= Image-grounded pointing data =
....
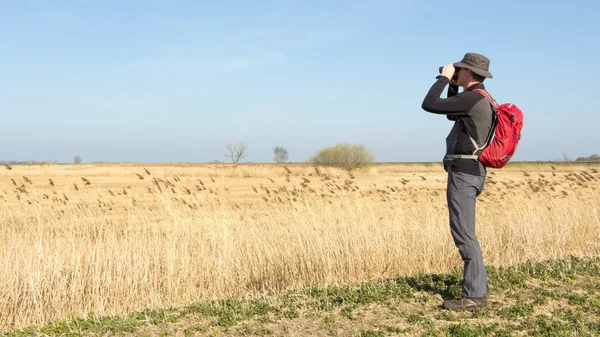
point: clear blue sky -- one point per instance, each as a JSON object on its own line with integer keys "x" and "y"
{"x": 160, "y": 81}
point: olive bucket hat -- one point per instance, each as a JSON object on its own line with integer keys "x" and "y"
{"x": 477, "y": 63}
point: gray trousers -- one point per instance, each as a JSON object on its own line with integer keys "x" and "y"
{"x": 461, "y": 194}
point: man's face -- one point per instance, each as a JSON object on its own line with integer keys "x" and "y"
{"x": 464, "y": 76}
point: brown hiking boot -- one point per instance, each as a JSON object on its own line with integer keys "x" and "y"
{"x": 465, "y": 303}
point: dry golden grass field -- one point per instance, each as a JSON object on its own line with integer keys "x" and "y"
{"x": 114, "y": 239}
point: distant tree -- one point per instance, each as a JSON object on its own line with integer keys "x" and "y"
{"x": 235, "y": 152}
{"x": 346, "y": 156}
{"x": 281, "y": 154}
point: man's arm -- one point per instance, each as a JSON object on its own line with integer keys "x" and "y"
{"x": 452, "y": 106}
{"x": 452, "y": 91}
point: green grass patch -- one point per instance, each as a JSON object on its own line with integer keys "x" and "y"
{"x": 550, "y": 298}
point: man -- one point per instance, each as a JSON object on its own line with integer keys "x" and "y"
{"x": 473, "y": 115}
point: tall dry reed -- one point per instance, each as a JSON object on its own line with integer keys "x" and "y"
{"x": 121, "y": 243}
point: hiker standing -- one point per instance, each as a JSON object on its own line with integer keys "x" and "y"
{"x": 473, "y": 118}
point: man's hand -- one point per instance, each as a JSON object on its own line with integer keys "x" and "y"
{"x": 448, "y": 71}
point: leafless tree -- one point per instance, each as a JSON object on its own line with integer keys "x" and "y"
{"x": 235, "y": 152}
{"x": 281, "y": 154}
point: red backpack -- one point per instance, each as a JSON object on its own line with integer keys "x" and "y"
{"x": 504, "y": 136}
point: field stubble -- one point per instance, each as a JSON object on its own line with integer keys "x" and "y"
{"x": 112, "y": 239}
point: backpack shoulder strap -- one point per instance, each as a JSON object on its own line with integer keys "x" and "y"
{"x": 492, "y": 132}
{"x": 486, "y": 95}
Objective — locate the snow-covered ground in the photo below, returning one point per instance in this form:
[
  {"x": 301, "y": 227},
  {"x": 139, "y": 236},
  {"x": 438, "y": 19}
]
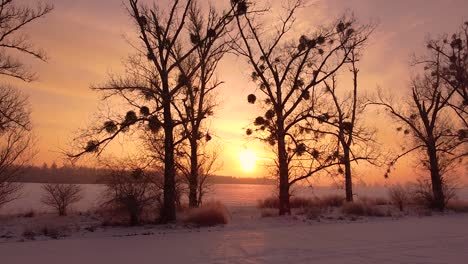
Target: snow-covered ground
[{"x": 251, "y": 239}]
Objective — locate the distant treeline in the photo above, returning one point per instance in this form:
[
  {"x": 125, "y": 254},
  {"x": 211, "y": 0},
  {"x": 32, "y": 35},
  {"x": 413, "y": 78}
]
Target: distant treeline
[{"x": 88, "y": 175}]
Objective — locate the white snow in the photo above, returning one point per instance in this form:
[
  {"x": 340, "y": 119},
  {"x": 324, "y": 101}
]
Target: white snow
[{"x": 251, "y": 239}]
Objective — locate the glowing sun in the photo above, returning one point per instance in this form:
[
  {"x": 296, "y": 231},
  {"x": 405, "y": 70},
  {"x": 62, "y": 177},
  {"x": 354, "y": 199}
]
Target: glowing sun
[{"x": 247, "y": 159}]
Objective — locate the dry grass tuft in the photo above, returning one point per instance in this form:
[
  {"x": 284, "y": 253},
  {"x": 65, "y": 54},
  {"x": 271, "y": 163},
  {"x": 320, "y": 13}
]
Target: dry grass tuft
[
  {"x": 268, "y": 212},
  {"x": 458, "y": 206},
  {"x": 361, "y": 209},
  {"x": 332, "y": 200},
  {"x": 210, "y": 214}
]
....
= Your goal =
From the first line to the last, reproduce the records above exactly and skip the pictures.

= Answer space =
point: clear blue sky -- one point per instance, each as a JSON object on its own line with integer keys "x" and "y"
{"x": 160, "y": 81}
point: olive bucket hat -- one point per instance, each as a JSON object on its own line with integer keys "x" and "y"
{"x": 477, "y": 63}
point: gray trousers -- one point per instance, each as a JSON object on its own line with integer keys "x" and "y"
{"x": 461, "y": 194}
point: man's face -- one point per instance, each as a JSON object on its own line with integer keys "x" and "y"
{"x": 464, "y": 76}
point: brown hiking boot -- one point per instance, each as a JSON object on its own line with integer keys "x" and "y"
{"x": 465, "y": 303}
point: dry golden grass field -- one point per instance, each as a JSON object on its own line with integer keys "x" and "y"
{"x": 114, "y": 239}
point: distant tree -- one point per instance, each as a JSON object on its own line with integer keys "x" and "y"
{"x": 235, "y": 152}
{"x": 346, "y": 156}
{"x": 281, "y": 154}
point: man's arm -- one point per instance, each as a JSON object on its own line with integer keys "x" and "y"
{"x": 452, "y": 106}
{"x": 452, "y": 91}
point: green grass patch -- one point per instance, each as a JSON object on its own line with integer keys "x" and "y"
{"x": 550, "y": 298}
point: man -- one point per instance, each as a JSON object on its own line with integer keys "x" and "y"
{"x": 473, "y": 115}
point: tall dry reed -- one point per instance, each as a JSON object on its own line with integer keys "x" and "y"
{"x": 121, "y": 243}
point: hiker standing -- one point per instance, each as a JSON object on its own line with integer keys "x" and "y"
{"x": 473, "y": 118}
point: man's hand -- one point per instance, each as a JSON object on its own line with integer keys "x" and "y"
{"x": 448, "y": 71}
point: leafless tree -- one point per instance, each as a JSON object on its own line with integer keys "x" and "y"
{"x": 235, "y": 152}
{"x": 281, "y": 154}
point: red backpack -- one point per instance, each as a JSON object on its own line with integer keys "x" and "y"
{"x": 504, "y": 136}
point: field stubble -- one point per instance, each as a JSON object on its own line with integer keys "x" and "y"
{"x": 112, "y": 239}
point: backpack shoulder strap -- one point per instance, each as a JSON object on its own line with integer keys "x" and "y"
{"x": 492, "y": 132}
{"x": 486, "y": 95}
Objective — locate the snow-covered ground in the photo below, returning one point per instance in this form:
[
  {"x": 301, "y": 227},
  {"x": 139, "y": 236},
  {"x": 438, "y": 19}
]
Target: snow-covered ground
[{"x": 251, "y": 239}]
Objective — locate the distant treeline in the photo above, returning one point per instance in this form:
[
  {"x": 125, "y": 254},
  {"x": 211, "y": 0},
  {"x": 32, "y": 35},
  {"x": 413, "y": 78}
]
Target: distant treeline
[{"x": 88, "y": 175}]
Objective — locate the white snow in the photo above, returning one point per instance in this form:
[
  {"x": 340, "y": 119},
  {"x": 324, "y": 101}
]
Target: white snow
[{"x": 251, "y": 239}]
Objective — locate the glowing sun in the photo above, returning one point per instance in this form:
[
  {"x": 296, "y": 231},
  {"x": 405, "y": 70},
  {"x": 62, "y": 177},
  {"x": 354, "y": 199}
]
Target: glowing sun
[{"x": 247, "y": 159}]
Objective — locate the dry grass tuft in the photo above, returning one point per instance in this form:
[
  {"x": 284, "y": 253},
  {"x": 65, "y": 54},
  {"x": 271, "y": 163},
  {"x": 320, "y": 13}
]
Target: dry grass tuft
[
  {"x": 268, "y": 212},
  {"x": 458, "y": 206},
  {"x": 361, "y": 209},
  {"x": 332, "y": 200},
  {"x": 210, "y": 214}
]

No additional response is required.